• **Source**

────────────────

The significant lead in IoU, a crucial metric for segmentation accuracy, indicates that CACNN-Net produces pixel-wise predictions that align more closely with the ground truth. Furthermore, by simultaneously pushing Precision and Recall to high values, the model yields the top F1-score, evidencing its unrivalled ability to suppress both false alarms and missed detections. This balanced improvement suggests that the architectural innovations within CACNN-Net effectively enhance feature representation and boundary delineation compared to the other models, validating its design rationale and solidifying its state-of-the-art status for the given application.
Overall, the improved model CACNN-Net demonstrates significant enhancements in all four key metrics—Precision, Recall, IoU, and F1-score—compared to the other five widely-used models. Based on these quantitative results, the next step involves a comparative analysis of the visual crack detection performance of each model on bridge components.
Based on the quantitative metric comparisons, a comparative analysis of the visual identification performance of different models on bridge cracks was conducted. Each model was applied to crack images for detection, and visual output maps of the recognition results were generated. The images used for visual evaluation varied in crack morphological characteristics and background noise.
To further compare the models, this section examines their performance by visually inspecting the crack detection results on sample bridge images. The prediction maps generated by each model are displayed for comparative analysis. The images selected for visual evaluation exhibit diverse crack morphological features and varying levels of background noise. As shown in Fig. 13, the visualization results of crack predictions are presented for UNet-ResNet34, UTNet, DeepCrack, FAT_Net, CENet, and the proposed model CACNN-Net, with “Label” denoting the ground truth annotation of the crack images.

Figure 13: Visual identification results of cracks.
As clearly observed from the visual results (Fig. 13), the proposed CACNN-Net model exhibits superior overall performance compared to the five baseline models, achieving more accurate and comprehensive identification of concrete cracks while effectively suppressing background noise interference.

────────────────

Reproduce the crack detection excerpt above word for word, from "Figure 13: Visual" to "background noise interference.".

Entries from a point annotation set:
────────────────

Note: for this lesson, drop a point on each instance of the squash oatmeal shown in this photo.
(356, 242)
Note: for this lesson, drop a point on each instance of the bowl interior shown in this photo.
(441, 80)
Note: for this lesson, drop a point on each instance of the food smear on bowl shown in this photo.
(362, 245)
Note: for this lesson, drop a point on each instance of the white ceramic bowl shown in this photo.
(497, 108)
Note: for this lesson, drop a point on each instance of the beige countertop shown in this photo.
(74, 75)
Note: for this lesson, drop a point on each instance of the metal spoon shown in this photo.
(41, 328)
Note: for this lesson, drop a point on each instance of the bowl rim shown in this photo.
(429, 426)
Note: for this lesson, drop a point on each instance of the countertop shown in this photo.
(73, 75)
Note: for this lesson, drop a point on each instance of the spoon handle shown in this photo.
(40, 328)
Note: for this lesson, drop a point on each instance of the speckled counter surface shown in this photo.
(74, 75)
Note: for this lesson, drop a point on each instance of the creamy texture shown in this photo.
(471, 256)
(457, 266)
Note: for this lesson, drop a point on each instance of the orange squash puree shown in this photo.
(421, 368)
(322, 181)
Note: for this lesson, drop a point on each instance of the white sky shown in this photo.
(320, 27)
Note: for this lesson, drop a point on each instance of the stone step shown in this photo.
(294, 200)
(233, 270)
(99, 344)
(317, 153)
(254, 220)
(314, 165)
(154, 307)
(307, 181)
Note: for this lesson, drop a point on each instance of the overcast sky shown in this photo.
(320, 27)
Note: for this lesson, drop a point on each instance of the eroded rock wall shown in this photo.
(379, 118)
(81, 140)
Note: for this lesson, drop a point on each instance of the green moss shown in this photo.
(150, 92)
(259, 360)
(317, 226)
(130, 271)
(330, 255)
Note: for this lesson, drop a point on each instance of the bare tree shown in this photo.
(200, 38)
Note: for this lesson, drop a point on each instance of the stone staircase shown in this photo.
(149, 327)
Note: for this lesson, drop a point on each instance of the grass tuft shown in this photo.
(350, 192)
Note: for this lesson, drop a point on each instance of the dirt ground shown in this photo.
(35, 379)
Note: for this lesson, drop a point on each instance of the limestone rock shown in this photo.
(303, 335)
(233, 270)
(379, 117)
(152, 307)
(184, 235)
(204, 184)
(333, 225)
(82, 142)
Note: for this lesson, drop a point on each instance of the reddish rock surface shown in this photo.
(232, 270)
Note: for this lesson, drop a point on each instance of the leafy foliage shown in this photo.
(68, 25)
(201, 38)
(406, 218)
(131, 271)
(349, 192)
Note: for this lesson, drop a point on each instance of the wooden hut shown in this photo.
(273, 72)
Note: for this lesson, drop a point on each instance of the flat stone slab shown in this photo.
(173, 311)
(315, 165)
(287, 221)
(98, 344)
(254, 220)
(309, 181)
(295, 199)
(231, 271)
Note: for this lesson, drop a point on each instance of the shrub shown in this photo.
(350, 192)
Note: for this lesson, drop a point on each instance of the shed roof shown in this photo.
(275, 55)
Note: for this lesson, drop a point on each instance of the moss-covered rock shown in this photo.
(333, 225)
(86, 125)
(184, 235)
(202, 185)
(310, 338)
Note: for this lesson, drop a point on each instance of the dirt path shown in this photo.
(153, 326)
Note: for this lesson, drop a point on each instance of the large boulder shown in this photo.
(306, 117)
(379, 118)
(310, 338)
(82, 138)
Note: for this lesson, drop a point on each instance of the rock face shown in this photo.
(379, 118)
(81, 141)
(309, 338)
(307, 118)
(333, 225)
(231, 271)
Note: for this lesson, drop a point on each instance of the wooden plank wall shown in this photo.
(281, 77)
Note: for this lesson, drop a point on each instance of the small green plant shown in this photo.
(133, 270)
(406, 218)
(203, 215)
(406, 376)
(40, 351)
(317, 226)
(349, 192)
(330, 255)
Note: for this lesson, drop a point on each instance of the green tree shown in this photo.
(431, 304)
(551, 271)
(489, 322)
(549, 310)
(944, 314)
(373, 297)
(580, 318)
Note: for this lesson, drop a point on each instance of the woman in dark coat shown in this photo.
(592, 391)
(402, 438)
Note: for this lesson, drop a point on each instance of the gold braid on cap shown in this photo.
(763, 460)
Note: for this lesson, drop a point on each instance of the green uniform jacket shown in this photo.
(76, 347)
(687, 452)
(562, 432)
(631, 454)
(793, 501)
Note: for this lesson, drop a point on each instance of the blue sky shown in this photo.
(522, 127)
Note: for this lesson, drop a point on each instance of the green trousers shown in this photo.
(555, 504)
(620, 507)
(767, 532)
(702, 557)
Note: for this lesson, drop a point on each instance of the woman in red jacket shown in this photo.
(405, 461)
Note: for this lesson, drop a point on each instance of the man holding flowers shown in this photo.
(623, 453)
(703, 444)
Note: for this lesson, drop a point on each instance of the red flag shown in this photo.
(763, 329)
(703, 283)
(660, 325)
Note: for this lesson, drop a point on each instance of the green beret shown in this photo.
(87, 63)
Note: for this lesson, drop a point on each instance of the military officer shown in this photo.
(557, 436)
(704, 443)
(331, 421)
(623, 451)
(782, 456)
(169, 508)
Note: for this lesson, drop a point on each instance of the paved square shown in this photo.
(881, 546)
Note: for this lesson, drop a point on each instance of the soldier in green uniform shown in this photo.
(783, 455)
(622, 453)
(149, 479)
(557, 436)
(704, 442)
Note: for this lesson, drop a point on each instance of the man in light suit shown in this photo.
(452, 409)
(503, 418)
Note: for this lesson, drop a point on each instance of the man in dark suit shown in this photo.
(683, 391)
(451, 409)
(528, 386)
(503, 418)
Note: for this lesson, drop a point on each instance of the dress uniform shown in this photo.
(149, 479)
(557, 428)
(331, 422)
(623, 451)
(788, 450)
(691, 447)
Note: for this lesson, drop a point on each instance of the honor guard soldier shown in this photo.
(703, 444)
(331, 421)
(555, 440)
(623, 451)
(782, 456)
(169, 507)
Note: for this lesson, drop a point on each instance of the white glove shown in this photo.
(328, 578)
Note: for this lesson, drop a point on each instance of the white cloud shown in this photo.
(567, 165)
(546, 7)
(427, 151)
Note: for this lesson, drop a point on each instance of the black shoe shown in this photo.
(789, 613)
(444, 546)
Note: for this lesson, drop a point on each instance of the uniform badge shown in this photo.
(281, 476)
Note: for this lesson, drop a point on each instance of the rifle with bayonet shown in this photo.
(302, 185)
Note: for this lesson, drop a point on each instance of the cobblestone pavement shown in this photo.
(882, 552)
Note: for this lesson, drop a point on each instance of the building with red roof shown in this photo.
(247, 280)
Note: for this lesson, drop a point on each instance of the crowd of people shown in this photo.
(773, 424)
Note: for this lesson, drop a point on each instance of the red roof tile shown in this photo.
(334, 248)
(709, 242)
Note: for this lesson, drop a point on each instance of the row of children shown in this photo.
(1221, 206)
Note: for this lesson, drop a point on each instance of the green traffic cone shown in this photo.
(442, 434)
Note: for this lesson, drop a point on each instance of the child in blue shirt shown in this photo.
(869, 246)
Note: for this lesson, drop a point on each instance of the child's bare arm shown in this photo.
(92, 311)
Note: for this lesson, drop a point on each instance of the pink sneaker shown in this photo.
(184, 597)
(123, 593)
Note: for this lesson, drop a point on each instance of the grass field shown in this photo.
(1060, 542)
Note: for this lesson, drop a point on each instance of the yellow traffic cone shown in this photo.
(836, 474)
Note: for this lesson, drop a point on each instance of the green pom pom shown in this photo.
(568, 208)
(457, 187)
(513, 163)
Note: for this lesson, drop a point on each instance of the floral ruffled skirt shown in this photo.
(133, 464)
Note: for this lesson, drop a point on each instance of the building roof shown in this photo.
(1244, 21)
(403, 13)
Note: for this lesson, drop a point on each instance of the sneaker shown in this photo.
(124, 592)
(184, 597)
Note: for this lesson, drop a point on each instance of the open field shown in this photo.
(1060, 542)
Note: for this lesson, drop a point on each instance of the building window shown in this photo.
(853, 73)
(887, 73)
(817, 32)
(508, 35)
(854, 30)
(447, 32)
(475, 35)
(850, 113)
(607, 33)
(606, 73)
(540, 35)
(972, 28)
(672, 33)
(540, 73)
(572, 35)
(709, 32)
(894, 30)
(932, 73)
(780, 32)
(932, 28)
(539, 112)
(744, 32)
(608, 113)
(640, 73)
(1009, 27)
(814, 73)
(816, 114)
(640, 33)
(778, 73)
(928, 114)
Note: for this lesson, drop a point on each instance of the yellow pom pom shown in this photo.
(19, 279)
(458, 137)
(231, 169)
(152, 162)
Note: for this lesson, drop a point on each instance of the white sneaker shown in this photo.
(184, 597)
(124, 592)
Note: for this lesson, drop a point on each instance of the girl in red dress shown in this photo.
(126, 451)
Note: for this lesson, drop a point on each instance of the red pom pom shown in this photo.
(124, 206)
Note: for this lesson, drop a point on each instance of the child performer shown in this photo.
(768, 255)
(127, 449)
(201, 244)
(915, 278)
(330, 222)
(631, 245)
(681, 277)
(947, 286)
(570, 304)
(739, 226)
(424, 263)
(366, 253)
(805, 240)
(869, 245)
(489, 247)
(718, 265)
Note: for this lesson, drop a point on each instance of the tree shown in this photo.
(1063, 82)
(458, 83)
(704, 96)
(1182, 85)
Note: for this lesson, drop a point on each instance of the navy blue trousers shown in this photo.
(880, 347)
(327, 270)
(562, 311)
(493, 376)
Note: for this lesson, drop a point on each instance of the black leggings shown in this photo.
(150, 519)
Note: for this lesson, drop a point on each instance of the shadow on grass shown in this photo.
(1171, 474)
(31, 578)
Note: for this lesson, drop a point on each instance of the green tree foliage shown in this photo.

────────────────

• **Worked solution**
Figure 13: Visual identification results of cracks.
As clearly observed from the visual results (Fig. 13), the proposed CACNN-Net model exhibits superior overall performance compared to the five baseline models, achieving more accurate and comprehensive identification of concrete cracks while effectively suppressing background noise interference.